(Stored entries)

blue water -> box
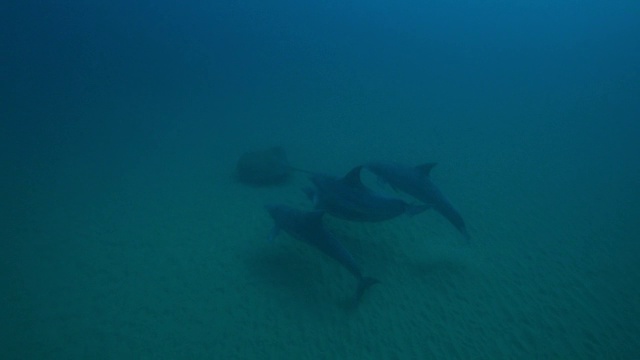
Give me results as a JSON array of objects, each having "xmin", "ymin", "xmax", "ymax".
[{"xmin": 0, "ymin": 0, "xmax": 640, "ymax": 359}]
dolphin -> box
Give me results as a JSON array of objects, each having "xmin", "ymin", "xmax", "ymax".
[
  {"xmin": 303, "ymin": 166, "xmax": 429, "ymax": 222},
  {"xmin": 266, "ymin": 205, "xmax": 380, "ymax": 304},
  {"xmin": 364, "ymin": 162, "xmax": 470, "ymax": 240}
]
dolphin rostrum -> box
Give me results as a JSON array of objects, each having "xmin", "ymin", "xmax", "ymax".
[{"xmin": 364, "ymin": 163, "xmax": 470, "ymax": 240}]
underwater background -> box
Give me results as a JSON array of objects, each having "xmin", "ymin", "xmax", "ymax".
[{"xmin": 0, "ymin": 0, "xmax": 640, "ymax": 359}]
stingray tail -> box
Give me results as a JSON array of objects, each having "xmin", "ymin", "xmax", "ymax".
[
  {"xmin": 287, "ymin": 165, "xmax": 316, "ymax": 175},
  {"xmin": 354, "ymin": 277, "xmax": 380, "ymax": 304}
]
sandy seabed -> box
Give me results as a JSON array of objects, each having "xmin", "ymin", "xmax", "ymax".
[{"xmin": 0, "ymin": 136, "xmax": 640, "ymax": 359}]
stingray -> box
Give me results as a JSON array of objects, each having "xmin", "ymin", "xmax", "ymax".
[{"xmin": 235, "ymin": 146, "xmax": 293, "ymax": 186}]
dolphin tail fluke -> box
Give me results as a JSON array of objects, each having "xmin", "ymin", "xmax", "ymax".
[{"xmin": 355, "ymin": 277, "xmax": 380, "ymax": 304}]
==
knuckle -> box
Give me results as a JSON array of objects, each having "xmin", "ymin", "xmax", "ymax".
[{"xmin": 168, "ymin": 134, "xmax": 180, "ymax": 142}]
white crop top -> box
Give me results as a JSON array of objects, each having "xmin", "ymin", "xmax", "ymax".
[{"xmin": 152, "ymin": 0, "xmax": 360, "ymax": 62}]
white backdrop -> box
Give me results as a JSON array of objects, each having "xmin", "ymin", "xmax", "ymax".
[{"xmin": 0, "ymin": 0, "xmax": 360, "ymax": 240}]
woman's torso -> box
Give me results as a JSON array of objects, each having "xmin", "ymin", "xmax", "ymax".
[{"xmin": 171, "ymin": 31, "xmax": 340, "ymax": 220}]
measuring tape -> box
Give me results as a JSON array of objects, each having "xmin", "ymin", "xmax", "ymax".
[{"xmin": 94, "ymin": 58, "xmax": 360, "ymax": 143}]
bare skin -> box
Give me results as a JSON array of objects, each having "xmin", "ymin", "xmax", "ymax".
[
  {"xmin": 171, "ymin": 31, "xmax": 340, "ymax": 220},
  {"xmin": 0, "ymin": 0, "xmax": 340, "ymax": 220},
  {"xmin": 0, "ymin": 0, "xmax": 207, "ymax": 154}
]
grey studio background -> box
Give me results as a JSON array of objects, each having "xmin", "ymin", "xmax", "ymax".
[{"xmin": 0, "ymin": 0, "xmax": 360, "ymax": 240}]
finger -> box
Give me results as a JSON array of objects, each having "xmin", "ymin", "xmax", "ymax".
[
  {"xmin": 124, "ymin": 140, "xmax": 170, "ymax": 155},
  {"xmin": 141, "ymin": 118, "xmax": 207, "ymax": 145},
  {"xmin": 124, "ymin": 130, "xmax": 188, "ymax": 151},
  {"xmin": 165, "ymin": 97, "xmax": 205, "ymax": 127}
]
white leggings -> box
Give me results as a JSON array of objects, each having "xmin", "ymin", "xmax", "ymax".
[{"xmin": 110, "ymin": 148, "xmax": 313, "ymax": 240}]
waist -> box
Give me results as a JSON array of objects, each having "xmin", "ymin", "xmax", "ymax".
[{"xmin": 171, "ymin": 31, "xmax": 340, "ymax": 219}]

Aim of the task:
Locate every line in the entries above that contains the word "white" and copy each of those lines.

Result:
white crop top -> box
white backdrop -> box
white leggings -> box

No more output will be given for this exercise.